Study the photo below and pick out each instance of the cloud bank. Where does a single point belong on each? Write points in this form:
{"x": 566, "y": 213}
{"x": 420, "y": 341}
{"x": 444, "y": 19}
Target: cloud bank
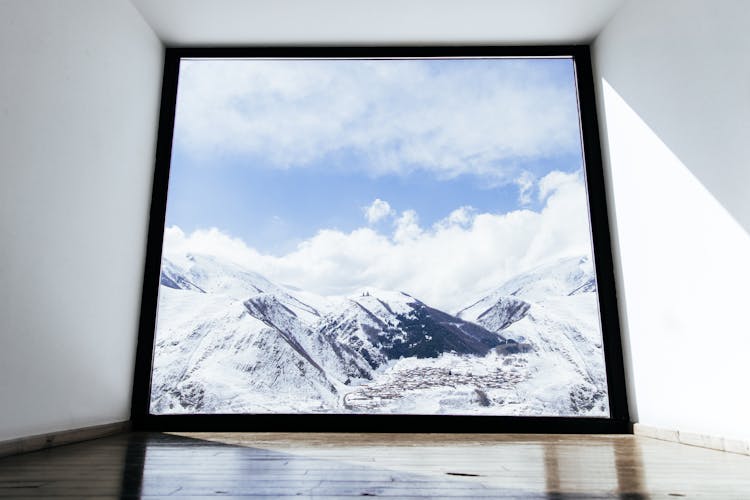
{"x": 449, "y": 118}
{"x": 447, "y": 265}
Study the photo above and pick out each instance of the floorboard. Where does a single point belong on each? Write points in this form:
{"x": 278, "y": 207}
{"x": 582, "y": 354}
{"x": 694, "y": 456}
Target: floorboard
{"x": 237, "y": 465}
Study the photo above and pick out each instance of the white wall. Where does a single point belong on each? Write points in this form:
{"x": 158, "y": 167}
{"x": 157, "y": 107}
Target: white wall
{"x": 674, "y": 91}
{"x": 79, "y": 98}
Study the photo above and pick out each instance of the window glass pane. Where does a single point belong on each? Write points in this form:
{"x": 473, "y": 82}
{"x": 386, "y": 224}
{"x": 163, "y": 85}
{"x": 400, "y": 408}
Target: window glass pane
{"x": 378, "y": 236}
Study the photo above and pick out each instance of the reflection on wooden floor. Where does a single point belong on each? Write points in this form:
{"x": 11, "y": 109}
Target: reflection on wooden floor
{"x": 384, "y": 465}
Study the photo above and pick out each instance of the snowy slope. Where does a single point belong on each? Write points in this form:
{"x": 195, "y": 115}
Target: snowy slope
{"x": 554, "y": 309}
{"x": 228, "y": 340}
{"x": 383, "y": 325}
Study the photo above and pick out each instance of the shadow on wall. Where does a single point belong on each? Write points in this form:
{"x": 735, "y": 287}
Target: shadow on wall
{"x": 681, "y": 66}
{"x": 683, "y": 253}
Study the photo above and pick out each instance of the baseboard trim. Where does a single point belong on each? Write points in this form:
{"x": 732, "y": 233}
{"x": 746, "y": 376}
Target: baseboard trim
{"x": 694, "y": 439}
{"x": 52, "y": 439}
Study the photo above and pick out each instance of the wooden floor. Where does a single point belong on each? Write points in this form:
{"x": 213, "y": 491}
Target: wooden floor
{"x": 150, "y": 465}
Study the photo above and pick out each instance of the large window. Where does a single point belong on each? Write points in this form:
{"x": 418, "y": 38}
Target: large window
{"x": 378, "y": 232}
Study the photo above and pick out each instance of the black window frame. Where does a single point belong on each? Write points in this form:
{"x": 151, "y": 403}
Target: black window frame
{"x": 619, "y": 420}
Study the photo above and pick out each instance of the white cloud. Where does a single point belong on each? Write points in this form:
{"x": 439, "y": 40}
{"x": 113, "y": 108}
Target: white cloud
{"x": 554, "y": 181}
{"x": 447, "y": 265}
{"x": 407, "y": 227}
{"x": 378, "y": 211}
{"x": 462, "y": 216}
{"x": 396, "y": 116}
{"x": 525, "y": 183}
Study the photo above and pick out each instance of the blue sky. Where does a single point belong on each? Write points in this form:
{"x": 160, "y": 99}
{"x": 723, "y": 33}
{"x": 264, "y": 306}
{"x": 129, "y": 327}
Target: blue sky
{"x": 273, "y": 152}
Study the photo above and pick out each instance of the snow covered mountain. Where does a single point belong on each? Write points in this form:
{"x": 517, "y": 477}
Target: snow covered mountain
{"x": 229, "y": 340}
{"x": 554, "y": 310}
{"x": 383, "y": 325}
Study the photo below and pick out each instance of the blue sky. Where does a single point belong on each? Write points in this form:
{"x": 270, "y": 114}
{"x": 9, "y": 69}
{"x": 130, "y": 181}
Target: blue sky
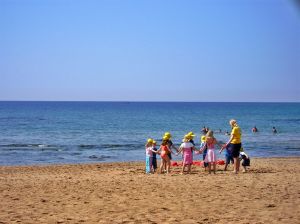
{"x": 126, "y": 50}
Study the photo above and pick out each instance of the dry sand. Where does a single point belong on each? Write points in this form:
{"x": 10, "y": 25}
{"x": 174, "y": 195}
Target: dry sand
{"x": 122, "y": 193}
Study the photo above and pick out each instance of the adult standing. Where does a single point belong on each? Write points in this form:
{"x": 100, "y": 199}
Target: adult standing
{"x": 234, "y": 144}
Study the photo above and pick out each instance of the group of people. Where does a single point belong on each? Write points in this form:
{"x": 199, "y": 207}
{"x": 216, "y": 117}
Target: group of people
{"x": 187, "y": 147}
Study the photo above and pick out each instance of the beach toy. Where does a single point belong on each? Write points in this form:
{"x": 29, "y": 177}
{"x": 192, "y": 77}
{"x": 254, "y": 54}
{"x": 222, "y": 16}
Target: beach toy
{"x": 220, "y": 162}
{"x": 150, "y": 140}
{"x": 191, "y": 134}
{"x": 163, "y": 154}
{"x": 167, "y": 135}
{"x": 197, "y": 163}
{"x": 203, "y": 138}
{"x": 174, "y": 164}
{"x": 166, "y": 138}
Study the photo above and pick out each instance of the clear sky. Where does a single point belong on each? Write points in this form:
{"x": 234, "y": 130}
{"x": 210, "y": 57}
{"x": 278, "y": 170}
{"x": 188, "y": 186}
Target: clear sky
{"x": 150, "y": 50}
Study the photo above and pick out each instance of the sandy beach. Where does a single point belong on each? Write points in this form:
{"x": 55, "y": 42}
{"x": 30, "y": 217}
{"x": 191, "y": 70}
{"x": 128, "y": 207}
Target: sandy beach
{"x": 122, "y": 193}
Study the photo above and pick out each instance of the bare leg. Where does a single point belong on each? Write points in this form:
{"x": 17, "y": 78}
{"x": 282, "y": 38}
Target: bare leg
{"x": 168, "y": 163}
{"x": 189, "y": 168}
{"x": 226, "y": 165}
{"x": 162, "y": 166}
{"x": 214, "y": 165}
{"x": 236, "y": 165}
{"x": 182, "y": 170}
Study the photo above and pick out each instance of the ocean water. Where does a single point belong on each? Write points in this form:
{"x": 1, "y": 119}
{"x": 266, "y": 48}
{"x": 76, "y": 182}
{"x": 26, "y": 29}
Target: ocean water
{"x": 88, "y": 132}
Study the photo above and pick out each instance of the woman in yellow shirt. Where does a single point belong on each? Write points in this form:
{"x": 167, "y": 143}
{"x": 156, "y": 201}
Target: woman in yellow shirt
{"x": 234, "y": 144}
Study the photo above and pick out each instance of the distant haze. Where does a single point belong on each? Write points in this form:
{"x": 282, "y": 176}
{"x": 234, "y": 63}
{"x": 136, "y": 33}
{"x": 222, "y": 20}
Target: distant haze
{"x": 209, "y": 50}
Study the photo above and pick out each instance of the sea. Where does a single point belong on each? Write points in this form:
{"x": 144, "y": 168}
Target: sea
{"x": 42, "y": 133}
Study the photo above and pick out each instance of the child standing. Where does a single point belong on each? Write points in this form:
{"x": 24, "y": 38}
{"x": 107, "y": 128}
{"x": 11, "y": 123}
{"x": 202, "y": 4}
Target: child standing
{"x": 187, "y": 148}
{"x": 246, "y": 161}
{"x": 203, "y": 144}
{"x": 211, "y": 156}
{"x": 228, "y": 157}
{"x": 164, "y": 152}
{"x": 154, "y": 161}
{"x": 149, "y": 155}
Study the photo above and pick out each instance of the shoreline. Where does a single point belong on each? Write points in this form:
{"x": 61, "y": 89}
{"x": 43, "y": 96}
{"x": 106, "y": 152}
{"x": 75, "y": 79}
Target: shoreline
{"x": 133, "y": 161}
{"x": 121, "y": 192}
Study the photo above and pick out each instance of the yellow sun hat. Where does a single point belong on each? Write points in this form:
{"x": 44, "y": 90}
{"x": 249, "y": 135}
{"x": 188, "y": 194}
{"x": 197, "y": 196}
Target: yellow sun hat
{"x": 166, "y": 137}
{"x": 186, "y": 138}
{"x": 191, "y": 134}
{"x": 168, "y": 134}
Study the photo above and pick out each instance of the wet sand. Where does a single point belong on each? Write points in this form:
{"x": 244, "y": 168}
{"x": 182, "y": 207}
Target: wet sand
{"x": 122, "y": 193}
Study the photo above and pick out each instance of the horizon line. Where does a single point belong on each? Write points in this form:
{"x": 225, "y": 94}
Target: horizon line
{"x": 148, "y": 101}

DIRECTIONS FOR THIS TASK: Rewrite the records from the line containing "the wet sand." through the end of the records, inclusive, switching "Target" to "Object" and keeping everything else the same.

TASK OUTPUT:
Study the photo above and pick out each instance of the wet sand. Where does a single point belong on each? Write points in this form:
{"x": 244, "y": 168}
{"x": 182, "y": 207}
Object: wet sand
{"x": 122, "y": 193}
Study the photo above and pick out each instance of the horizon line. Where does a single point belong on each? Write points in this form:
{"x": 225, "y": 94}
Object: horizon line
{"x": 148, "y": 101}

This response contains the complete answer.